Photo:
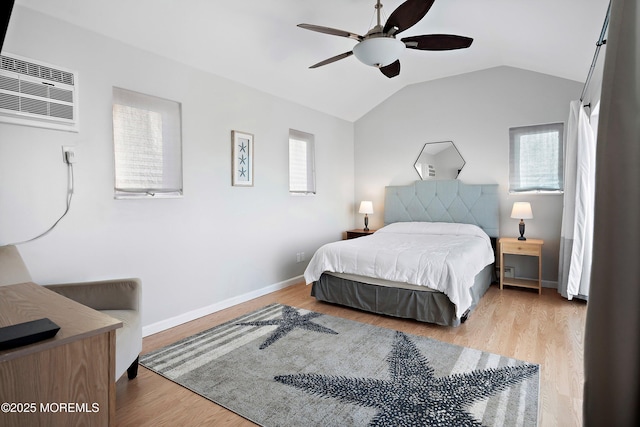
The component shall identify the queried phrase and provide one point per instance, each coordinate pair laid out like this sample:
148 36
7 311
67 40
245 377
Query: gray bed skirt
425 306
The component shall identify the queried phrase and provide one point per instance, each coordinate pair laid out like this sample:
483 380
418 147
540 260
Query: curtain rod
599 43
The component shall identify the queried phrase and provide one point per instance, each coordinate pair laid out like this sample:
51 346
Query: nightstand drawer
520 248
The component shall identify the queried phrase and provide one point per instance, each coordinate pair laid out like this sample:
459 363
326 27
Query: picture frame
241 159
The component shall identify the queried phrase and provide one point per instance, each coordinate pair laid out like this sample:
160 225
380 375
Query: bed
432 261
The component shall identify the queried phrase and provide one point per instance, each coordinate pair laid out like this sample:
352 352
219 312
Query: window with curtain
536 158
147 140
302 174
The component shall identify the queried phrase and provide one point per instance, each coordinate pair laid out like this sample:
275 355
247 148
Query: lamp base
521 230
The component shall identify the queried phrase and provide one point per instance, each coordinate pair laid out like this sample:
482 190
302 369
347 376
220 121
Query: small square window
147 140
536 158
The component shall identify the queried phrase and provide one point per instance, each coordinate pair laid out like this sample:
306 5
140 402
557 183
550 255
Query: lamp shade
378 51
366 207
521 210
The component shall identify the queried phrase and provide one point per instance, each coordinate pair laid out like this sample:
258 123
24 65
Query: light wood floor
544 329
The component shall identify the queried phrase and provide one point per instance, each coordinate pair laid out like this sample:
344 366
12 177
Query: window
536 158
147 140
302 174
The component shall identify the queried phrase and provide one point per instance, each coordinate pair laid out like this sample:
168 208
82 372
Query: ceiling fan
380 48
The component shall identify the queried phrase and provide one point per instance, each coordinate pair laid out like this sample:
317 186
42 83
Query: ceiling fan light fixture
378 51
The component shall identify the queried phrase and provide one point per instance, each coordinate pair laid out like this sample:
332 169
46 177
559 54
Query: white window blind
147 139
301 163
536 158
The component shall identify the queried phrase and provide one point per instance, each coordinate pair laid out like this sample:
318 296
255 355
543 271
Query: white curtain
576 237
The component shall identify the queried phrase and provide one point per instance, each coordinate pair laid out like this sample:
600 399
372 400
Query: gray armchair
119 299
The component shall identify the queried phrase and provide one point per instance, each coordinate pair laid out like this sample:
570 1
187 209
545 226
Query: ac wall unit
33 93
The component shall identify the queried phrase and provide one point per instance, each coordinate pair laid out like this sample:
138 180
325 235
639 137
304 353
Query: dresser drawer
520 248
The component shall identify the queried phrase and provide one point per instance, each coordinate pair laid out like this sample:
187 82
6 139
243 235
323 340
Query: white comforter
442 256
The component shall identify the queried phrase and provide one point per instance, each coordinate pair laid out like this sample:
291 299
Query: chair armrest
118 294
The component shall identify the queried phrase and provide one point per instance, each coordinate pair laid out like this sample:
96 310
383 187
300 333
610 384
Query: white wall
475 111
218 243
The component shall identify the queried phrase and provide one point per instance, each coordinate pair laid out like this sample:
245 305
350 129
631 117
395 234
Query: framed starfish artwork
241 159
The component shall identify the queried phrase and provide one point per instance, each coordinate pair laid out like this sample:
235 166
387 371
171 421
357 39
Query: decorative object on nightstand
513 246
366 207
521 210
354 234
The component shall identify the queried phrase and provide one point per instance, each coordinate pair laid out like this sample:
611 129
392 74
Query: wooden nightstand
530 247
359 232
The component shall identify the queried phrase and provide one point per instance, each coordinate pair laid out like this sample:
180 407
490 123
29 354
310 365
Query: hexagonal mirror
439 160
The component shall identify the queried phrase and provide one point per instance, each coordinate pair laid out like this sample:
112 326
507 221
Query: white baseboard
195 314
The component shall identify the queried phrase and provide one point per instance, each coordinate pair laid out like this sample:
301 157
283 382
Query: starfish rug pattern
413 395
290 320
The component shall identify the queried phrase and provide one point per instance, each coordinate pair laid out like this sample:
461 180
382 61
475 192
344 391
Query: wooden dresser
68 380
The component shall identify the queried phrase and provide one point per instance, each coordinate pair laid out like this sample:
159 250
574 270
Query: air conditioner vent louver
36 70
37 94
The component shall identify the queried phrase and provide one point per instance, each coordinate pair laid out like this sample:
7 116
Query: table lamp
366 207
521 210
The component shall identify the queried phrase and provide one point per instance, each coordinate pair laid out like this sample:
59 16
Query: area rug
283 366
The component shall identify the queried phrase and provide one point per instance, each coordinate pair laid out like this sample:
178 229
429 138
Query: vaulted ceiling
257 42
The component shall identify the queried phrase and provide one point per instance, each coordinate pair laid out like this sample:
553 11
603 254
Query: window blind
536 158
147 145
301 163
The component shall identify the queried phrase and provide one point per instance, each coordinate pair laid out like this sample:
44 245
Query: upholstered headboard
444 201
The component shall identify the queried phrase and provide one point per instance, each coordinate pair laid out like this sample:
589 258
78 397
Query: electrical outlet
509 271
68 154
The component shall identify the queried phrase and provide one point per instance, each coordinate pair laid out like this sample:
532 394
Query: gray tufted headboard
444 201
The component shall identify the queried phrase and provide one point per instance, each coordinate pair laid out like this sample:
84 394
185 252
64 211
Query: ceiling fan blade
391 70
437 42
331 31
332 59
407 15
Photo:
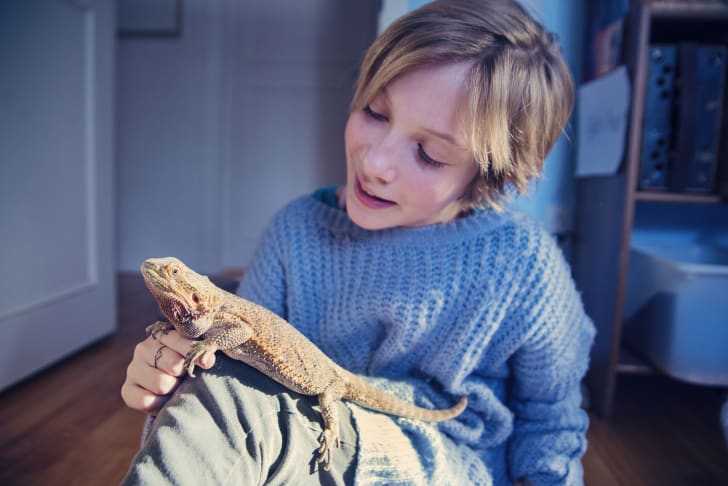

::::::::

What you will do: Repeat the records above word for word, keeping no pictures in the copy.

Written solution:
Photo:
The component shall identify the queried phrase and provide one point per instance, each coordinate pair laid out like this sample:
148 36
7 311
67 40
245 377
Query: gray bed skirt
425 306
The component shall identify the queried phrase and provide one point per instance, each coordinate pair laid out like this sample:
483 380
418 147
540 260
Query: curtain rod
599 43
The component shall identify the queried phrase and provide one point per instance, each coordinate pair laid out like this sample:
51 346
Query: nightstand drawer
520 248
The component shall identify the queried phrase and provide one point per instance, each coordinate pair laid out like this sample:
459 363
326 27
Query: picture frame
241 159
The component shall identify the queried phrase and provide one point per instance, each coordinate pair laid out like this sample:
160 225
380 375
Query: bed
432 261
The component shall identify the queried phrase and provide one point per instance, each coordinate pair laid out like this sample:
352 352
219 312
Query: window with curtain
536 158
147 140
302 174
The component shall identify the queried phrase and provide one point per instance, each coordinate pair laid out like this sample:
275 355
247 148
Query: lamp base
521 230
The component shall identify the queried phrase and provide one point per instance, each coordinate pair laid out like this sample:
482 190
302 369
347 376
220 121
Query: small square window
147 140
536 158
The component shall identify the queried phrase and provide one point per instance, each coordinate pair laid out like this sample:
306 5
140 402
557 183
550 255
Query: lamp shade
378 51
366 207
521 210
The component shall identify the queried phrase and provide one point per instance, each coordinate pair laid out like this sample:
258 123
24 65
Query: light wood floor
544 329
The component shall identify the queried phrase and provide one point per instance, each coordinate pair laid out like this sample:
344 366
12 177
Query: window
536 158
147 140
302 174
The component shall identify the queried phrase and provide one point per instance, each coordinate pair laid out like this sample:
168 208
82 372
Query: ceiling fan
380 48
The component shall identify the queried phrase and provide one point per instance, each coordinate pair laid out like this sample:
317 186
42 83
Query: ceiling fan light fixture
378 51
The component shall identify the queried phrase and provide one point per instance, each coordinate pair laid out like this sample:
332 169
46 177
559 54
Query: white window blind
147 139
301 163
536 158
The component shall identify the queried phrase and provide one point per instance, each coordinate pair laid out like this sample:
318 296
255 355
543 271
Query: white curtain
576 237
The component shall identify the queried phrase and provide one point per instance, each coordinate pair laid out like this sample:
600 399
372 400
Query: gray armchair
119 299
The component shall identify the queried phrase and provide one point per instance, each coordinate pair laid out like this sample:
570 1
187 209
545 226
Query: ac wall unit
33 93
The component shall identify the queried phrase and provide one point per instance, each coordinate pair laid out like this sample:
138 180
325 235
639 137
304 353
Query: dresser drawer
520 248
The component shall identify the queried phrase and provide one point per instance, each coordinate pair laid out like this sample:
187 82
6 139
243 235
323 340
Query: white comforter
442 256
The component shall identify the queried phrase and provide one point per instance, each coordinate pair laid out like this sample:
291 299
Query: chair armrest
118 294
The component shall identify the queried phrase and provide one point per instance, each coordinate pair laid out like this sample:
96 310
383 187
300 333
610 384
Query: white wall
475 111
218 243
The component shall identify the queried phrase and provide one point per instance, each coordinate pair laid out like this sample:
245 305
350 129
631 117
395 234
Query: framed starfish artwork
241 159
The component shall identify the queried phrase and provide one point per instance, each coordinate pair laid out like this sample:
235 166
387 371
171 421
357 39
Query: decorative object on nightstand
513 246
366 207
521 210
354 234
The component shall identify the queried phrase and provide one point per instance, each coordinate pair laid out like this sample:
611 129
392 74
Query: wooden nightstand
530 247
359 232
The component shall identify the queried phrase and provide one point per instance, each coordinate pair laid out like this sample:
180 407
490 123
29 354
310 365
Query: hexagonal mirror
439 160
The component shall identify the queried phrase and provide one point per instance, each coordinate pair laid out like this sample:
112 326
507 221
Query: white baseboard
195 314
The component shall identify the queried phrase and provide one point per instance, each coordinate pair laid out like this sample:
301 157
283 382
Query: starfish rug pattern
413 395
290 320
The component shall identify the queried phrase and provide one point per instance, each coordinate pair laid out like this sample:
461 180
382 61
475 192
344 391
Query: wooden dresser
68 380
The component shall identify the queried phrase and provide one point per instance, each coordinate pair laid out like this sample:
159 250
574 270
Query: air conditioner vent louver
36 70
37 94
The component shall identify the queried phrase and provide one point per instance, each coordinate pair laid out like this sample:
7 116
Query: table lamp
366 207
521 210
The component shall identify the queried phrase and provide one point per instance, each coordinate pair laid out like this sample:
59 16
Query: area rug
283 366
The component shall identify the queried phrase and provide one point per instance, each coordinate pair laid out like this sample:
178 229
429 138
Query: vaulted ceiling
257 42
The component shall identify the queried phrase and provide one point per instance, each coordinate pair laid out like this sample:
553 11
603 254
Query: window blind
536 158
147 145
301 163
The component shall identify the queried phrase and provide one point per instance, each coordinate pair laid out like this sample:
44 245
Query: upholstered headboard
444 201
The component shall identify the queried phrase and provide one point per instance, each coordinate pair laid out like this sample:
589 258
78 397
Query: electrical outlet
509 271
68 154
The component shall identify the queried phrase and provide one point per instance, each coordinate pair laid out like this sample:
532 394
Query: gray tufted headboard
444 201
The component shall identify the queried phrase and provide one point per instance, each coordinate pair laid out like this sample:
84 394
185 252
64 211
Query: ceiling fan blade
391 70
437 42
331 31
332 59
407 15
Photo:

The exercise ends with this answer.